Reproduce every one of the following entries verbatim, line by line, without changing any character.

*INPUT*:
* * *

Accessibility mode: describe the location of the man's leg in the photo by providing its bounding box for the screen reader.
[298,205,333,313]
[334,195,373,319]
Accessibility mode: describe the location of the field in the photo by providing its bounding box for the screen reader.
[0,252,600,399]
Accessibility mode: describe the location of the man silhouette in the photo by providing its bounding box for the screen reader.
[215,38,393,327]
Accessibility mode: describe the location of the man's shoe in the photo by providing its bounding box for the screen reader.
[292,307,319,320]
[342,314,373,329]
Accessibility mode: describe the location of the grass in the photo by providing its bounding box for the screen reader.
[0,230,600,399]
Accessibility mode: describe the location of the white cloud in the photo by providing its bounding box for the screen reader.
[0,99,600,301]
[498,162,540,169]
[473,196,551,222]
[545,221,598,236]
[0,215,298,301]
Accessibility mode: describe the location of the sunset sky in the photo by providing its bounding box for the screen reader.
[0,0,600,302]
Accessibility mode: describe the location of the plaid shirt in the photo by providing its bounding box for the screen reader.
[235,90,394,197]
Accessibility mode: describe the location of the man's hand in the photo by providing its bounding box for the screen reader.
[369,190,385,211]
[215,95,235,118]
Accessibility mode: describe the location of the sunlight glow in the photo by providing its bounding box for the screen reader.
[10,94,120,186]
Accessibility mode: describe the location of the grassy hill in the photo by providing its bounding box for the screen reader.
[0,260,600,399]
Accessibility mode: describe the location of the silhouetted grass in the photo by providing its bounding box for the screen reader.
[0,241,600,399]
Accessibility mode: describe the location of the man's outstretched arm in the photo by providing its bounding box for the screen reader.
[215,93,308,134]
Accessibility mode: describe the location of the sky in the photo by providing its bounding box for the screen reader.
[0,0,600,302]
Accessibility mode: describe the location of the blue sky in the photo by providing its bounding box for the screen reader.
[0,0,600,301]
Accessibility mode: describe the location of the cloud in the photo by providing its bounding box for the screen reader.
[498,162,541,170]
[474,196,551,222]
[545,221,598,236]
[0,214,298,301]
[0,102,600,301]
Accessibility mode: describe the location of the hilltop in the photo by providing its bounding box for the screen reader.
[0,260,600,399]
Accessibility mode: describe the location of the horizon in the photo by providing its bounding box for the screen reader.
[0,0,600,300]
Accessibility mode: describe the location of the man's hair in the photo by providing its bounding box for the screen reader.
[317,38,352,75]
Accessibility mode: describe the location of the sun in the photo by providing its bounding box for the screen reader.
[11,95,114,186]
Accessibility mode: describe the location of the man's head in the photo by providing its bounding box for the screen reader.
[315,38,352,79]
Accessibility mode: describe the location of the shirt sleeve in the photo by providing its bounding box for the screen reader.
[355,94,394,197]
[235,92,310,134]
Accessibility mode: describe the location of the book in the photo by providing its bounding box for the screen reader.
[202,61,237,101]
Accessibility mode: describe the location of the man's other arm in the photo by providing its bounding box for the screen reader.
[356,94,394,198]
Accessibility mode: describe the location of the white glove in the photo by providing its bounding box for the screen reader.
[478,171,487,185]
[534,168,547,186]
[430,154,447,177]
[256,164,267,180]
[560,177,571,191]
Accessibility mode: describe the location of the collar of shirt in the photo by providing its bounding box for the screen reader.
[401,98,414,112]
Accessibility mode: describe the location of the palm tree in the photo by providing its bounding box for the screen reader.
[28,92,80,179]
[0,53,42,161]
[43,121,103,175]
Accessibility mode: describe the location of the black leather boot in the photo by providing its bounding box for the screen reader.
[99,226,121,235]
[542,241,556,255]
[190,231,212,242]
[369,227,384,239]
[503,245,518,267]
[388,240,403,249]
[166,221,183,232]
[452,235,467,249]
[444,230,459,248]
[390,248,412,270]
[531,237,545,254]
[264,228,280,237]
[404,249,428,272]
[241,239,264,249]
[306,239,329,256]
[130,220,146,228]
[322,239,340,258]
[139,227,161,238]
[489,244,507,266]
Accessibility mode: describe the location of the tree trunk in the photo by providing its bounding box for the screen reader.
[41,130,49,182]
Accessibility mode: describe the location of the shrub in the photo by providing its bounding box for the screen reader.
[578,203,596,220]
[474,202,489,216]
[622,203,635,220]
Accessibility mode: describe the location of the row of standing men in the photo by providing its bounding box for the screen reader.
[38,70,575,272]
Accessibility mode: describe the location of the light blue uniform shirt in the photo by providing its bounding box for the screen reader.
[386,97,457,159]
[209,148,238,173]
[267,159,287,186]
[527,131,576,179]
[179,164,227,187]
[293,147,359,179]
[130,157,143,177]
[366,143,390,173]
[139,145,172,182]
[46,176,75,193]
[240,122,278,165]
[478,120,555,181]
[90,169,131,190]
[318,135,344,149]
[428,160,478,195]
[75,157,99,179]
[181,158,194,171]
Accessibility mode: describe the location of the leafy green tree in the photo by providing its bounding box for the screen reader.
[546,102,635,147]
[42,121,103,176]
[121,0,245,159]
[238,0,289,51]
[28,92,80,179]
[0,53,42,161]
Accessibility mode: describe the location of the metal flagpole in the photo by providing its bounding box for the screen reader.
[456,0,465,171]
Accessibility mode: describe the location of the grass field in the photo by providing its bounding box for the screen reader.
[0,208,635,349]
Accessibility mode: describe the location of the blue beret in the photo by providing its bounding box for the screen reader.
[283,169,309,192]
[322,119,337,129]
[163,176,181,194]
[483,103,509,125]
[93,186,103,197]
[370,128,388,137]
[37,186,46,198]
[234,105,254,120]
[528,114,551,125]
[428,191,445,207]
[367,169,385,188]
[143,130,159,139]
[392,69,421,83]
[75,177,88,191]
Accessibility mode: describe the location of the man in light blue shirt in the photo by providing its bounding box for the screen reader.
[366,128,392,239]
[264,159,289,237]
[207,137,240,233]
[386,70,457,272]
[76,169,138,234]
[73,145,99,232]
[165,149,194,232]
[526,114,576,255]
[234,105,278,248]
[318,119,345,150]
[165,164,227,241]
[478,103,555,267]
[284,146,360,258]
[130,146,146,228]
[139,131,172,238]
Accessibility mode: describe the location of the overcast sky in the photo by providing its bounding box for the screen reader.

* * *

*TASK RESPONSE*:
Accessibility mode: describe the location of the man's leg in the photo by providing its bounding box for the screen reader.
[298,205,333,313]
[334,195,373,319]
Accessibility mode: describe the location of the field in the photo by providing its bounding box for the screen reader.
[0,252,600,399]
Accessibility mode: describe the location of the man silhouette in the photo by providing its bounding box for the screen reader.
[215,38,393,327]
Accessibility mode: describe the location of the man's shoe in the photo by providing its bounding box for the screen reader.
[292,307,319,320]
[342,314,373,329]
Accessibility mode: describe the location of the grass in the photo by providing its bounding box for the screen reader.
[0,230,600,399]
Accessibility mode: describe the location of the white cloud in the photo by providing its bounding box for the screen reader.
[0,99,600,301]
[498,162,540,169]
[473,196,551,222]
[545,221,598,236]
[0,215,298,301]
Accessibility mode: describe the location of the sunset sky in the photo by providing its bounding box for the screen reader.
[0,0,600,302]
Accessibility mode: describe the location of the plaid shirt in the photo by providing its bounding box for the screen reader.
[235,90,394,197]
Accessibility mode: describe the location of the man's hand in the photo by providing its bounding box for the screen reader.
[369,190,385,211]
[215,95,235,118]
Accessibility mode: describe the location of the sunlight glow in the photo by providing its bounding box for the screen reader.
[10,94,120,186]
Accessibility mode: describe the location of the grassy hill in the photo by providing its bounding box for the screen reader.
[0,260,600,399]
Accessibility mode: describe the location of the silhouetted grass in the photo by providing its bounding box for the screen reader.
[0,241,600,399]
Accessibility mode: describe the location of the man's outstretched arm in the photo by providing its bounding box for the screen reader.
[215,93,308,134]
Accessibility mode: describe the location of the sky in the photo by providing its bounding box for the screen reader.
[0,0,600,302]
Accessibility mode: describe the location of the blue sky in the photo by providing its bounding box for the screen reader.
[0,0,600,301]
Accessibility mode: describe the location of the cloud in the photo by providing its bounding box for the screen reader.
[498,162,541,170]
[474,196,551,222]
[545,221,598,236]
[0,214,298,301]
[0,102,600,301]
Accessibility mode: describe the location of the hilltop in the photo by providing its bounding box for the screen reader.
[0,260,600,399]
Accessibility mode: describe the location of the horizon in the photo by providing its bounding box for the screen reader.
[0,0,600,300]
Accessibility mode: describe the location of the man's hair in the photo by providing its bounding box for the screen reader.
[317,38,352,75]
Accessibility mode: describe the location of the sun in the photo by providing its bounding box for the screen reader.
[11,95,114,186]
Accessibility mode: describe the location of the man's head in the photo by providing its bounding box for the screen reader.
[315,38,352,79]
Accessibility mode: describe the location of the shirt sleeve in the photo by providing its bounding box for the screen reader.
[355,94,394,197]
[235,92,310,134]
Accessibility mode: describe the location of the book in the photo by providing its bounding box for the screen reader.
[202,61,237,101]
Accessibility mode: describe the location of the man's other arm in the photo by providing its bounding box for the screen reader.
[356,94,394,198]
Accessibility mode: describe the location of the white glove in the photo by providing its bounding box for the screen reader.
[478,171,487,185]
[534,168,547,186]
[430,154,447,177]
[256,164,267,180]
[560,177,571,191]
Accessibility mode: describe the location of the collar of shirt in the photo by providing its bounding box for the screen reader.
[401,98,414,112]
Accessibility mode: describe the location of the palm tree in the photo by providing its bounding box for the screen reader.
[28,92,80,179]
[0,53,42,161]
[43,121,103,175]
Accessibility mode: describe the location of the black leather boot in the photo by providing its bounding box for the screen reader.
[99,226,121,235]
[542,241,556,255]
[190,231,212,242]
[369,227,384,239]
[503,245,518,267]
[388,240,403,249]
[166,221,183,232]
[452,235,467,249]
[444,230,459,248]
[390,248,412,270]
[531,237,545,254]
[264,228,280,237]
[404,249,428,272]
[241,239,264,249]
[306,239,329,256]
[130,220,146,228]
[322,239,340,258]
[139,227,161,238]
[489,244,507,266]
Accessibility mode: describe the location of the tree trunk in the photo by providing its bounding box for the screen reader.
[41,130,49,182]
Accessibility mode: describe the location of the shrub in the photo by providing its bounding box for the screen reader.
[578,203,596,220]
[474,202,489,216]
[622,203,635,220]
Accessibility mode: describe the location of the row of standing men in the photo by providing its bounding box for the screen reader.
[38,70,575,272]
Accessibility mode: describe the location of the light blue uniform shirt in the photo by providing its bounding box for the screen reader.
[386,97,457,159]
[209,148,238,173]
[267,159,287,186]
[527,131,576,179]
[179,164,227,187]
[293,147,359,179]
[130,157,143,177]
[366,143,390,173]
[139,145,172,182]
[46,176,75,193]
[240,122,278,165]
[478,120,555,181]
[90,169,131,190]
[318,135,344,149]
[428,160,478,195]
[75,157,99,179]
[181,158,194,171]
Accessibility mode: describe the location of the leafy green tree in the photo by providing its bounding box for the screen reader.
[546,102,635,147]
[42,121,103,176]
[121,0,245,159]
[238,0,289,51]
[28,92,80,179]
[0,53,42,161]
Accessibility mode: describe the location of the metal flagpole in the photo by providing its bounding box for the screen reader.
[456,0,465,171]
Accessibility mode: describe the location of the grass field in the photo by providing its bounding box for the screen reader.
[0,208,635,349]
Accessibility mode: describe the location of the blue beret in the photo by providing its bounding box for the screen reader.
[283,169,309,192]
[322,119,337,129]
[163,176,181,194]
[483,103,509,125]
[93,186,103,197]
[370,128,388,137]
[37,186,46,198]
[234,105,254,120]
[528,114,551,125]
[428,191,445,207]
[367,169,385,188]
[143,130,159,139]
[392,69,421,83]
[75,177,88,191]
Accessibility mode: describe the location of the man in light blue shirt in the photo by providing its bounding box for the screen reader.
[366,128,392,239]
[264,159,289,237]
[207,137,240,233]
[386,70,457,272]
[76,169,138,234]
[73,145,99,232]
[165,149,194,232]
[526,114,576,255]
[234,105,278,248]
[318,119,345,150]
[165,164,227,241]
[478,103,555,267]
[284,146,360,258]
[130,146,146,228]
[139,131,172,238]
Accessibility mode: describe the location of the overcast sky in the photo by providing its bounding box for the screen reader.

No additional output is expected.